* **WRITTEN TASK**
Rewrite the items from the line with "Outline every instance of the black" through the end of the items, changing "evenodd" to "nonzero" and keeping everything else the same.

::: PROVIDED MATERIAL

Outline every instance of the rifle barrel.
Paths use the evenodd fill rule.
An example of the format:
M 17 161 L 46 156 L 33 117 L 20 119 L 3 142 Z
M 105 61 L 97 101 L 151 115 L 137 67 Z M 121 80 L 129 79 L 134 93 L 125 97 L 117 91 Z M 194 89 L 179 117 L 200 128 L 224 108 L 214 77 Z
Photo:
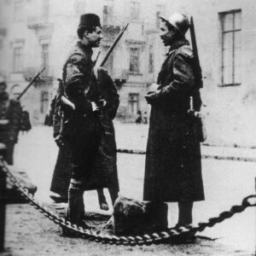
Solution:
M 125 31 L 126 30 L 127 26 L 128 26 L 129 23 L 126 24 L 126 26 L 122 29 L 122 31 L 120 32 L 120 33 L 119 34 L 119 36 L 117 37 L 117 38 L 115 39 L 115 41 L 113 42 L 113 44 L 112 44 L 112 46 L 109 48 L 109 49 L 108 50 L 103 61 L 102 61 L 100 67 L 103 67 L 104 64 L 106 63 L 106 61 L 108 61 L 109 55 L 111 55 L 111 53 L 113 52 L 115 45 L 118 44 L 118 42 L 119 41 L 119 39 L 121 38 L 121 37 L 123 36 L 123 33 L 125 32 Z
M 26 87 L 24 89 L 24 90 L 20 94 L 20 96 L 17 97 L 17 100 L 20 101 L 21 96 L 26 92 L 28 88 L 35 82 L 35 80 L 39 77 L 39 75 L 44 71 L 45 67 L 42 68 L 42 70 L 38 73 L 38 74 L 30 81 L 30 83 L 26 85 Z

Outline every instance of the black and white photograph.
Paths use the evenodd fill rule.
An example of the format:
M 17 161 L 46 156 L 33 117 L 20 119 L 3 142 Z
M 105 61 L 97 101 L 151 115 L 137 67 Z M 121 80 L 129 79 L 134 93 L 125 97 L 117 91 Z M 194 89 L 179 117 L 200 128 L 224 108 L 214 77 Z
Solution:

::::::

* **ANSWER**
Outline every instance of the black and white photograph.
Paths use the nonzero fill rule.
An example of the format:
M 17 161 L 46 156 L 33 117 L 20 119 L 3 142 Z
M 105 61 L 97 101 L 151 115 L 137 67 Z M 121 80 L 129 79 L 134 93 L 125 97 L 117 91 Z M 194 89 L 179 117 L 200 128 L 224 108 L 214 77 Z
Solution:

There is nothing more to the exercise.